→ **Given text**
It’s very clear that you cannot fake the fundamentals. When things break, you fall back on your fluency in the programming language, your instinct for data structures and algorithms, and your ability to read, refactor, and debug code that spans multiple modules and services. If you do not understand how memory is managed, how threads behave, how exceptions propagate, or how performance degrades when you pick the wrong data structure, you are stuck staring at logs and stack traces you cannot interpret. The people who survive these projects lean hard on core CS skills to make sense of what the system is really doing instead of just guessing what the code might be doing. Those who failed often make it sound like a “tool use issue.”

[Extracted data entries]
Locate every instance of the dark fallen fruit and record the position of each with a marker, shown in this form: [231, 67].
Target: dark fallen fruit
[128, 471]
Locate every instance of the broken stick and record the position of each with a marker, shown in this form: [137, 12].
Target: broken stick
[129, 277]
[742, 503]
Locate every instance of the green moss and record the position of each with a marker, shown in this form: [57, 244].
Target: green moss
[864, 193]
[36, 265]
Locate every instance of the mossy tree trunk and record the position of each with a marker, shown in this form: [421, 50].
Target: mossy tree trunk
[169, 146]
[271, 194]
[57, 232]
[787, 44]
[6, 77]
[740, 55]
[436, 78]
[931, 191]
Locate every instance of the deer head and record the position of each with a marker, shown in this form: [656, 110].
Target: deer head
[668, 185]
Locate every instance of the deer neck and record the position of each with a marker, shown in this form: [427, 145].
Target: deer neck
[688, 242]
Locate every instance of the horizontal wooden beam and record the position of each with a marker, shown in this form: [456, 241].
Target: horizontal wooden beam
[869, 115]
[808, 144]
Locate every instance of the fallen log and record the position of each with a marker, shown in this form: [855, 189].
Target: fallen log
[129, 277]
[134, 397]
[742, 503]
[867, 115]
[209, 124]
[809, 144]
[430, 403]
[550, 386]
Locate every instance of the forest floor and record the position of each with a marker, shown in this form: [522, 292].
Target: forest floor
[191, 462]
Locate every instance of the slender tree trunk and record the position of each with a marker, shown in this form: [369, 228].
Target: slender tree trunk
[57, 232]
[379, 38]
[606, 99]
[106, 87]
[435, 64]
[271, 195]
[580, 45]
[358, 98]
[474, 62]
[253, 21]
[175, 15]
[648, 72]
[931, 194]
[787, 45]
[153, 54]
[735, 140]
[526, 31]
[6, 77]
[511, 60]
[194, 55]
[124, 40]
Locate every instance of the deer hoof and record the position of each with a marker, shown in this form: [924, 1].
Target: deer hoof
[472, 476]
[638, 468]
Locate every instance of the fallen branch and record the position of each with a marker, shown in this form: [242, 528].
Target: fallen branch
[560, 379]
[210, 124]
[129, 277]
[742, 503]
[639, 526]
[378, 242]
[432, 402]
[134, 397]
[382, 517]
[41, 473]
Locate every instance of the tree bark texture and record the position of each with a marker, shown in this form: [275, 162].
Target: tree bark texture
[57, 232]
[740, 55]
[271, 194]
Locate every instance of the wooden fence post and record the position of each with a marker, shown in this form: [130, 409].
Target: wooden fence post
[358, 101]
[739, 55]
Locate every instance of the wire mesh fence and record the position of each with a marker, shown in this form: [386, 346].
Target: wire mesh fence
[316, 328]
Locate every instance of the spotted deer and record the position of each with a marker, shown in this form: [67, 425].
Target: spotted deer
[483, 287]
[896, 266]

→ **Task item A**
Answer these questions from the passage on programming fundamentals:
(i) What does the passage say you cannot fake?
(ii) What are you left staring at if you lack this understanding?
(iii) How do those who failed often make it sound?
→ **Task item B**
Carry the passage on programming fundamentals further, beginning after its final sentence.
The records have no role in this exercise.

→ **Answer A**
(i) The fundamentals.
(ii) Logs and stack traces you cannot interpret.
(iii) Like a "tool use issue."

→ **Answer B**
The same applies to networking, operating systems, compilers/parsers, and databases. Once you go to AWS, bugs stop being my loop is wrong and start being this pod cannot reach that service or this IAM role cannot read that S3 bucket, or this query is killing the cluster because the index is wrong. You need enough networking to reason about ports, DNS, VPCs, load balancers, and timeouts, enough OS knowledge to understand processes, containers, file systems, and resource limits, and enough database knowledge to diagnose locking, indexing, schema mismatches, and data consistency issues. All of that is still not enough without architect or designer skills. The pattern in the feedback is that the real leverage comes from thinking like a system architect who can see how these pieces fit together, define clear stages and interfaces, plan deployment and failure modes, and then use all that low level knowledge to keep the whole distributed machine from tearing itself apart.
Why CS441 Cloud Computing Course Matters
On paper, CS441 is a cloud computing class. In practice, it is a training ground for a new kind of software engineer. The future engineer who emerges from this course does not see themselves as a code typist. They see themselves as a designer of systems who can read requirements, define architectures, orchestrate tools and services, and debug distributed behavior using structured reasoning.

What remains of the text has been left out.